*REQUIRED ACTION*. Would you reproduce each of the records below precisely, with the pictures left out?

(Point localization data)
================

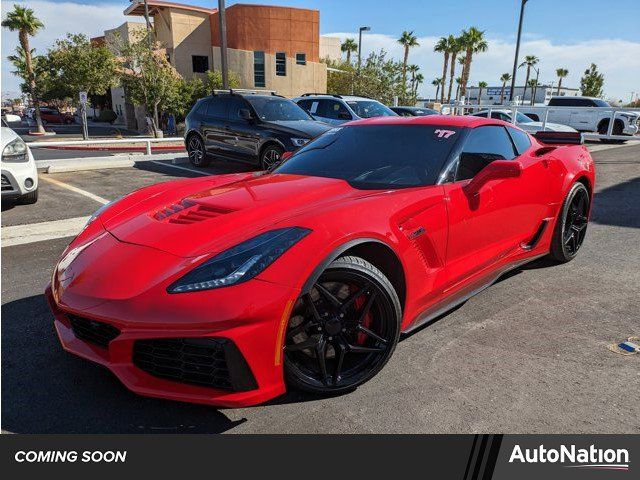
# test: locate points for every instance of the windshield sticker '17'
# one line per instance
(444, 133)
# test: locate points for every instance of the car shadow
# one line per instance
(46, 390)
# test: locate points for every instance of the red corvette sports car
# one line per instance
(224, 289)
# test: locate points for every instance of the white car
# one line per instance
(524, 122)
(19, 172)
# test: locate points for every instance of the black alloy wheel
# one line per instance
(344, 330)
(270, 156)
(571, 227)
(196, 151)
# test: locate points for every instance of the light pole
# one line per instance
(515, 60)
(362, 29)
(223, 44)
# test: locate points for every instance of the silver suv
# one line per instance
(337, 109)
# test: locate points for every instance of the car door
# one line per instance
(490, 222)
(242, 136)
(213, 126)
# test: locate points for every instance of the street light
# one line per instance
(362, 29)
(515, 60)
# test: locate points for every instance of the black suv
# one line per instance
(250, 127)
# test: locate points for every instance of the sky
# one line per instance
(562, 33)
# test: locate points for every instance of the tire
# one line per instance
(343, 332)
(270, 156)
(29, 198)
(196, 151)
(571, 225)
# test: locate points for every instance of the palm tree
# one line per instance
(529, 61)
(472, 41)
(481, 85)
(436, 83)
(349, 46)
(445, 46)
(25, 22)
(456, 48)
(504, 78)
(407, 40)
(419, 80)
(413, 70)
(562, 73)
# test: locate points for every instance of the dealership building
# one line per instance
(268, 47)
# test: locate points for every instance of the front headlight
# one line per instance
(15, 151)
(240, 263)
(299, 142)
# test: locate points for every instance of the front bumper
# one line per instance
(249, 319)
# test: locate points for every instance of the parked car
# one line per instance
(251, 127)
(53, 115)
(585, 120)
(338, 109)
(19, 173)
(414, 111)
(524, 122)
(228, 290)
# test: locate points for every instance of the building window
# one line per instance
(200, 63)
(258, 69)
(281, 64)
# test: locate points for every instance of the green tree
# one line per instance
(529, 61)
(561, 73)
(481, 86)
(24, 21)
(472, 41)
(75, 66)
(592, 82)
(455, 49)
(504, 78)
(408, 40)
(349, 46)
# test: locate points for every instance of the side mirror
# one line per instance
(245, 114)
(496, 170)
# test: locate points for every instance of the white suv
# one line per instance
(19, 172)
(337, 109)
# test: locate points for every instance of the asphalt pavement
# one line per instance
(526, 355)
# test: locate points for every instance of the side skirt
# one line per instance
(461, 297)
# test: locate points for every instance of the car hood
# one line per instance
(305, 128)
(196, 217)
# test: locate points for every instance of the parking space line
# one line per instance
(90, 195)
(38, 232)
(199, 172)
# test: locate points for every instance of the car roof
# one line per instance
(440, 120)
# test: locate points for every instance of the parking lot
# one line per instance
(526, 355)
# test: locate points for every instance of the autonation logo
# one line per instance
(573, 457)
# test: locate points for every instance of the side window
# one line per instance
(335, 110)
(234, 106)
(483, 146)
(520, 139)
(217, 107)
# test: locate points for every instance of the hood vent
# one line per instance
(189, 211)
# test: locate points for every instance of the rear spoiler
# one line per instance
(559, 138)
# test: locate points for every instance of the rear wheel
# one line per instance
(197, 152)
(571, 226)
(344, 330)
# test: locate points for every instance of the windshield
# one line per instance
(522, 118)
(370, 108)
(376, 156)
(277, 109)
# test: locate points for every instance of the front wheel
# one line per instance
(344, 330)
(571, 225)
(196, 151)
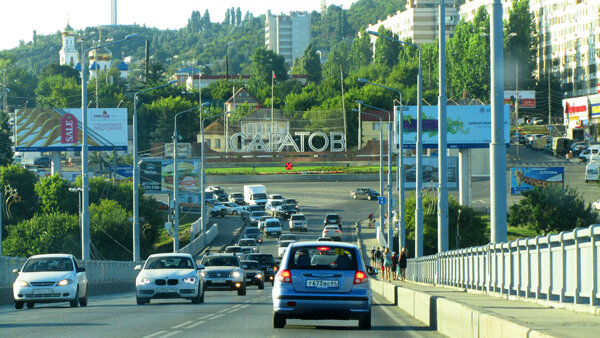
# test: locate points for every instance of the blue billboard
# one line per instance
(527, 178)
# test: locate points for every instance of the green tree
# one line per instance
(551, 209)
(54, 195)
(44, 233)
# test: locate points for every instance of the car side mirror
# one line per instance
(371, 271)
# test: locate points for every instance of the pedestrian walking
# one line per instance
(394, 266)
(387, 264)
(402, 264)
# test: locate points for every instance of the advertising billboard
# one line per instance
(527, 178)
(156, 175)
(468, 126)
(59, 129)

================

*TASK RESPONSE*.
# test: locate points for every instance of the windshield sticker '17'
# one line per instance
(444, 133)
# test: locate points for every instance of the car shadow
# one line per instance
(46, 390)
# test: locate points for every instance of the red corvette sports car
# one line per instance
(224, 289)
# test: locate points for every instance of the white car
# one line per instance
(524, 122)
(19, 172)
# test: locate points for every instance of the black alloy wheel
# one line per instance
(344, 330)
(270, 156)
(571, 227)
(196, 151)
# test: locate points for every instance of the light pole
# one line per instance
(515, 60)
(362, 29)
(223, 44)
# test: locate points for every instance of the silver suv
# one line per instance
(337, 109)
# test: locate points for every instance of the car door
# one line per instance
(490, 222)
(242, 136)
(213, 126)
# test: locate points for every instance of the street light
# one line per instance
(362, 29)
(515, 60)
# test: locate points for every instance of the black suv
# one line per instance
(250, 127)
# test: locate points for every instance of the sky
# one line per instance
(562, 33)
# test: locate points for every instance of the tire
# one line per instance
(343, 332)
(270, 156)
(29, 198)
(196, 151)
(571, 225)
# test: locate points for every instance of the palm tree
# one line per instance
(529, 61)
(472, 41)
(481, 85)
(436, 83)
(349, 46)
(445, 46)
(25, 22)
(456, 48)
(504, 78)
(407, 40)
(419, 80)
(413, 70)
(562, 73)
# test: locate points for every instance of the dealership building
# one line per instance
(268, 47)
# test: locate points for every instance of the front headlight
# one line per instance
(15, 151)
(240, 263)
(299, 142)
# test: locate points for every instance of the front bumper
# one line per instance
(249, 319)
# test: locate points for every instance of the parked car
# one line per instance
(251, 127)
(53, 115)
(585, 120)
(338, 109)
(19, 173)
(414, 111)
(524, 122)
(228, 290)
# test: locate points for every instance of the building window
# one line per instance
(200, 63)
(258, 69)
(281, 64)
# test: locate points for every instance of the green tree
# one line per instance
(529, 61)
(561, 73)
(481, 86)
(24, 21)
(472, 41)
(75, 66)
(592, 82)
(455, 49)
(504, 78)
(408, 40)
(349, 46)
# test: locate points for every instance of the side mirror
# one line per instance
(245, 114)
(496, 170)
# test: locate points for every instance of the white suv
# one line per instance
(19, 172)
(337, 109)
# test: locate points for every instance of the asphalt pavement
# one line per instance
(526, 355)
# test: locate points for every instance of the side skirt
# one line per instance
(461, 297)
# test: locate points for every instance of the car hood
# one line per instance
(305, 128)
(196, 217)
# test: locate points for every instance of the parking space line
# one line per instance
(90, 195)
(38, 232)
(199, 172)
# test: locate points for every instance of the car roof
# one line per instance
(440, 120)
# test: locate points for every instance of the parking lot
# one line per instance
(526, 355)
# test: locate points for every instance of the autonation logo
# one line per instance
(573, 457)
# test: locate points for every instance of the side window
# one line per instance
(335, 110)
(234, 106)
(483, 146)
(520, 139)
(217, 107)
# test: locate points for every instance of the hood vent
# one line per instance
(189, 211)
# test: locate points for every instance of the rear spoiler
# one line per instance
(559, 138)
# test: locate points for every instance of the rear wheel
# one line per instance
(197, 152)
(571, 226)
(344, 330)
# test: locate points for every instance of the windshield
# one line per instance
(522, 118)
(370, 108)
(376, 156)
(277, 109)
# test: locate points for every instance of the front wheel
# one line per instance
(344, 330)
(571, 225)
(196, 151)
# test: locate points for every instance of the blue billboard
# one line per instance
(527, 178)
# test: locate points for every instance of the green tree
# one line per instance
(551, 209)
(54, 195)
(44, 233)
# test: locate points for every instance of the car side mirror
# one line per instance
(371, 271)
# test: locate points for every instance of the pedestrian walking
# one line per instance
(394, 266)
(387, 264)
(402, 264)
# test: locate points for every instance of the advertising billboard
# one line per instance
(527, 178)
(156, 175)
(468, 126)
(59, 129)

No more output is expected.